- ACTIVITY 1: Copy word for word the part of the article on ambulance offload delays that opens with the words containing "Patients aren't the" and closes with "the Calgary region.".
- ACTIVITY 2: From the article on ambulance offload delays, list every measure Sandbeck mentions for getting paramedics back on the road sooner.
- ACTIVITY 3:
Answer from the article on ambulance offload delays:
(a) On average, how long do Calgary paramedics spend at hospitals waiting on patient care after dropping off patients?
(b) Which union called for an overhaul of Emergency Medical Services?
(c) For about how long have the offload delays been gradually getting worse?

- EXTRACT TO READ:
Calgary

AHS tackles ER 'offload delays' for paramedics

Alberta Health Services says it's trying a number of possible solutions to free up ambulance workers stuck in hospitals.
A union representing EMS workers has complained of paramedics being tied up at hospital emergency rooms. Alberta Health Services is weighing its options to reduce the increasing "offload delays."

Patients aren't the only ones whiling away their hours at hospital emergency rooms.

Alberta Health Services says it's trying a number of possible solutions to free-up ambulance workers stuck in hospitals.

Paramedics often have to wait with patients until hospital staff can take care of them.

The situation was brought to light earlier this week by the union representing ambulance workers. The Health Sciences Association of Alberta called for an overhaul of Emergency Medical Services.

On average, Calgary paramedics are spending one hour, 11 minutes at hospitals waiting on patient care after dropping off their charges.

These "offload delays" have been gradually getting worse for about the last five years, said Darren Sandbeck, AHS executive director of emergency medical services for the Calgary region.

Past pilot projects failed to decrease wait times

Sandbeck said they are considering a number of options to get paramedics back out on the road more quickly.

They are currently consolidating patients, so that one crew can look after three or four people. Emergency departments are also creating medical assessment units, which helps move patients through faster, Sandbeck said.

"Adding hospital beds … will hopefully help us see some relief coming in the future. The continuing care capacity is being expanded, so that will help us as well," he said. "There is no single solution here, it's a number of things that all need to work together."

- SUPPLIED DATA:

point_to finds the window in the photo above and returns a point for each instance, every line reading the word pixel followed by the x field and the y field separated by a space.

- ANSWER SECTION 1:
Patients aren't the only ones whiling away their hours at hospital emergency rooms.

Alberta Health Services says it's trying a number of possible solutions to free-up ambulance workers stuck in hospitals.

Paramedics often have to wait with patients until hospital staff can take care of them.

The situation was brought to light earlier this week by the union representing ambulance workers. The Health Sciences Association of Alberta called for an overhaul of Emergency Medical Services.

On average, Calgary paramedics are spending one hour, 11 minutes at hospitals waiting on patient care after dropping off their charges.

These "offload delays" have been gradually getting worse for about the last five years, said Darren Sandbeck, AHS executive director of emergency medical services for the Calgary region.

- ANSWER SECTION 2:
- Consolidating patients so that one crew can look after three or four people
- Emergency departments creating medical assessment units
- Adding hospital beds
- Expanding continuing care capacity

- ANSWER SECTION 3:
(a) One hour, 11 minutes
(b) The Health Sciences Association of Alberta
(c) About the last five years